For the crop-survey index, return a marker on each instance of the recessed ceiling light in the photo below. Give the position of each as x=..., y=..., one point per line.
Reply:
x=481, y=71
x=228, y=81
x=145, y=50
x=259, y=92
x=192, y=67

=====

**Exercise prompt**
The answer should be the complete set of records, printed exactly.

**The completed task**
For the crop-survey index, return a marker on each instance of the recessed ceiling light in the photo below. Give the position of each as x=..., y=..., one point per line.
Reply:
x=481, y=71
x=228, y=81
x=145, y=50
x=259, y=92
x=192, y=67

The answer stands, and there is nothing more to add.